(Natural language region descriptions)

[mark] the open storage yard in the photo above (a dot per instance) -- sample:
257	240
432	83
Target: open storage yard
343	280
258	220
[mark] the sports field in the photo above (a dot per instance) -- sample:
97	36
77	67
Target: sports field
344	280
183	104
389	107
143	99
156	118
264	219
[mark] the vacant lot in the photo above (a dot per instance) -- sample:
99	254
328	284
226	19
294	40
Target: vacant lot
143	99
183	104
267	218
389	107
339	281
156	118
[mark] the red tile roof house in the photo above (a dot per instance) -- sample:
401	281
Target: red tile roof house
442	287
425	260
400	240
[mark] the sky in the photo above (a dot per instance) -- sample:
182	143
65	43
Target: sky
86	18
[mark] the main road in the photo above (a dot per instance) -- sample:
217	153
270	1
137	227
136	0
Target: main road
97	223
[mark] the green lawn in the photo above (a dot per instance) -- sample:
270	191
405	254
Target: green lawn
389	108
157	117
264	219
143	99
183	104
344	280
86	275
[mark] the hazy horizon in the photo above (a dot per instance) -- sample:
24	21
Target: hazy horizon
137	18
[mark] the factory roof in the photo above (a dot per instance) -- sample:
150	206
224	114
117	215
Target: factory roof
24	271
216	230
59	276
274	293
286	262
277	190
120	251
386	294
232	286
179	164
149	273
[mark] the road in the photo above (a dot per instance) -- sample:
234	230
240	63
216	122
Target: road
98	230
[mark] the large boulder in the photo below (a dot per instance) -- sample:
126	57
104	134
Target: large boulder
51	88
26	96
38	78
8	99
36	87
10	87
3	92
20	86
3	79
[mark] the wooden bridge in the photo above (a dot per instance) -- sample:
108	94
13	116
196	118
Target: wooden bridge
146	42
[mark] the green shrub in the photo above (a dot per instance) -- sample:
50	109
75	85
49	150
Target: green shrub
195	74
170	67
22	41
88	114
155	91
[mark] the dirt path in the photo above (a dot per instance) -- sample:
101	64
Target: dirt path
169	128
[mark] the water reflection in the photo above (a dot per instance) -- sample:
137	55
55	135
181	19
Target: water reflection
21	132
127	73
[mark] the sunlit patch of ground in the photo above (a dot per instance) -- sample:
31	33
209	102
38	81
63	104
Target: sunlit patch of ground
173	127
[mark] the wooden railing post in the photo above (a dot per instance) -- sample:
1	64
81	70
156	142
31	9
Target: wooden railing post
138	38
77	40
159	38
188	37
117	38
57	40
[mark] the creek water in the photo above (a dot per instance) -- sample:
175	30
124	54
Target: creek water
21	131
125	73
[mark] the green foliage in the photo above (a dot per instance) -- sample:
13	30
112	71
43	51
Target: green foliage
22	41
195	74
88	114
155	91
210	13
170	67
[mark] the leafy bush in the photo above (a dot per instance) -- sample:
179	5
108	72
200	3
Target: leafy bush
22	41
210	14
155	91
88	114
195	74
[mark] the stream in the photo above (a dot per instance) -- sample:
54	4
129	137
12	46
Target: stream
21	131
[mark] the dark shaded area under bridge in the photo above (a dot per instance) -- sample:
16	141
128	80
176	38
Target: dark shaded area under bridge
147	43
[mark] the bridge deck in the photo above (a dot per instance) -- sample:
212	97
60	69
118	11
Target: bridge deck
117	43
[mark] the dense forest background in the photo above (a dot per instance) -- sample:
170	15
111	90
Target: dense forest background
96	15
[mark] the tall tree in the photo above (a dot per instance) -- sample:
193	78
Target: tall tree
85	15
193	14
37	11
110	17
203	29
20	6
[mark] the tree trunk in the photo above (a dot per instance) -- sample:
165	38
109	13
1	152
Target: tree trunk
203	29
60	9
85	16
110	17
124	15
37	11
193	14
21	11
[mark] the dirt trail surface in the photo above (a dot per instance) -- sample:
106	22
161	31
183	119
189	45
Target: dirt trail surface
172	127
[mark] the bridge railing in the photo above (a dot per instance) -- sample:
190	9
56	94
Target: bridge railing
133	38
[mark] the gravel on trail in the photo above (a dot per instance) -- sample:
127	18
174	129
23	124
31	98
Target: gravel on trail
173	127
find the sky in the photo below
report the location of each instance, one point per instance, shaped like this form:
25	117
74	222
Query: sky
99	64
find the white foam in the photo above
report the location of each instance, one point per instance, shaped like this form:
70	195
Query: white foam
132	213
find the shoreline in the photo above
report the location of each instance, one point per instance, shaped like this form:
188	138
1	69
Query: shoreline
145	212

* * *

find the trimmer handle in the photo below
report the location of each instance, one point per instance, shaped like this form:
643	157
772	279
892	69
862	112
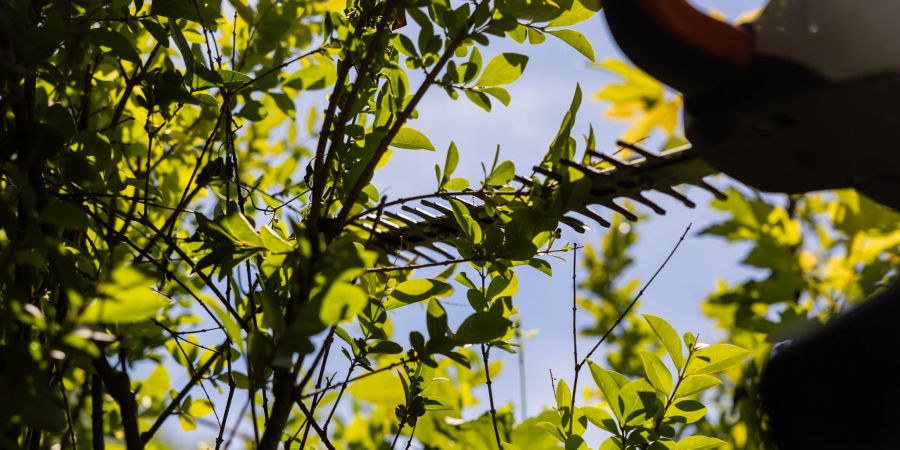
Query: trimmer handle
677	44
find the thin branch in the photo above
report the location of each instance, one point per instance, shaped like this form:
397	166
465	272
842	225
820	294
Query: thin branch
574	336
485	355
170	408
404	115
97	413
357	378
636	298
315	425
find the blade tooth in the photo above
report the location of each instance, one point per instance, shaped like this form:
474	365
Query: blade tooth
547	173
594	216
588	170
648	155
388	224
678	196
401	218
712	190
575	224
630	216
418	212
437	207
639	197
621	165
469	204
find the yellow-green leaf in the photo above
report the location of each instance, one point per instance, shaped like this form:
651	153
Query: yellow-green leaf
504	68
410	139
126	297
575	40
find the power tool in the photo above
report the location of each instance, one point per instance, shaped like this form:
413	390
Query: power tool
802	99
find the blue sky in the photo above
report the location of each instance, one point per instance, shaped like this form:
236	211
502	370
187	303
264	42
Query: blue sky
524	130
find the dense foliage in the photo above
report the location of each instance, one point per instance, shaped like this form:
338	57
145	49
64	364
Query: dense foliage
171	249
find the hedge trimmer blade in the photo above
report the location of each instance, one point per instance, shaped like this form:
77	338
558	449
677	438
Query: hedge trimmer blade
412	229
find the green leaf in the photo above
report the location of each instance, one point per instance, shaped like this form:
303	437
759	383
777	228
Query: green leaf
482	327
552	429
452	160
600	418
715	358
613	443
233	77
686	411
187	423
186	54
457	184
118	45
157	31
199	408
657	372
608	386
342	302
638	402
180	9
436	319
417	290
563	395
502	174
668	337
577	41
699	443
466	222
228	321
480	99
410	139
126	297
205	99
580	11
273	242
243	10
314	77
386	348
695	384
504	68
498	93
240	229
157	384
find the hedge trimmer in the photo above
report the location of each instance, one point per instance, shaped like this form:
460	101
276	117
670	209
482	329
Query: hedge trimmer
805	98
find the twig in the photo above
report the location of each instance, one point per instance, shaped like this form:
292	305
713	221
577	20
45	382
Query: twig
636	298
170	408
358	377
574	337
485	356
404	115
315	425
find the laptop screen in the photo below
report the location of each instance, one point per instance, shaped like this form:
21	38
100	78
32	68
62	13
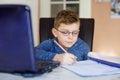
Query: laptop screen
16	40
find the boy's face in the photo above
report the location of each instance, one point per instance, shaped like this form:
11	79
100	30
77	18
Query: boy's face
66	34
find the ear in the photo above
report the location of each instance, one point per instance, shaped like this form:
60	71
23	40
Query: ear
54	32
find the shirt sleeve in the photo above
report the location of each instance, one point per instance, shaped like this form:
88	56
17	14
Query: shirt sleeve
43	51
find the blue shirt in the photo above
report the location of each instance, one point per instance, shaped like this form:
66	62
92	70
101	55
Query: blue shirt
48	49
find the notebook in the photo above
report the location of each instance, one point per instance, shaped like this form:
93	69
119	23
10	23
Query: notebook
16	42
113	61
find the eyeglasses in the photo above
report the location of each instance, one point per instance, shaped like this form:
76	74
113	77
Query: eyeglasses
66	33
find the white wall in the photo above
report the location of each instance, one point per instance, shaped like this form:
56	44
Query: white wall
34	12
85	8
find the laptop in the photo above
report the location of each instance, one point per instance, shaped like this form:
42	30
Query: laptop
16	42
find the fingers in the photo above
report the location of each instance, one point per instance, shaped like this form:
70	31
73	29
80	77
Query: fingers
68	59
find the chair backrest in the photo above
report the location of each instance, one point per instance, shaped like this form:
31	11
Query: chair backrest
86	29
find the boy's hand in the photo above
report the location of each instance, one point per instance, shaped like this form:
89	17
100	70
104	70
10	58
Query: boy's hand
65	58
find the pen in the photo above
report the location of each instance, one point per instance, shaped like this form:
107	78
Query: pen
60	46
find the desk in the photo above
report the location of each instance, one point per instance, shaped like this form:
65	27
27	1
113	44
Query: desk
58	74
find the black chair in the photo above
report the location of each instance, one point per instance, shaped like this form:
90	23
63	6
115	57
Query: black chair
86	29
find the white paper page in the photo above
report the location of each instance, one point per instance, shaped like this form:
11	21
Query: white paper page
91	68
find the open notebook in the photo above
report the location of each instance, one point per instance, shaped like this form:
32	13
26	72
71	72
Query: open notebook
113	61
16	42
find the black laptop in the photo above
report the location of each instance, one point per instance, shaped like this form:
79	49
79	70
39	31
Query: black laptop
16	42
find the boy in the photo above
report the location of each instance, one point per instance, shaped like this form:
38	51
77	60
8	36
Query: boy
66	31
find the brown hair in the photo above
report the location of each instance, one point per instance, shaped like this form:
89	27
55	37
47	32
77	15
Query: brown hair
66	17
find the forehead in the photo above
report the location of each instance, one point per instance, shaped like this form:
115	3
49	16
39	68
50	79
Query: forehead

> [YOUR ASSIGNMENT] Wherever a line above contains "forehead", copy that line.

> [TASK ANSWER]
find the forehead in the photo above
Query: forehead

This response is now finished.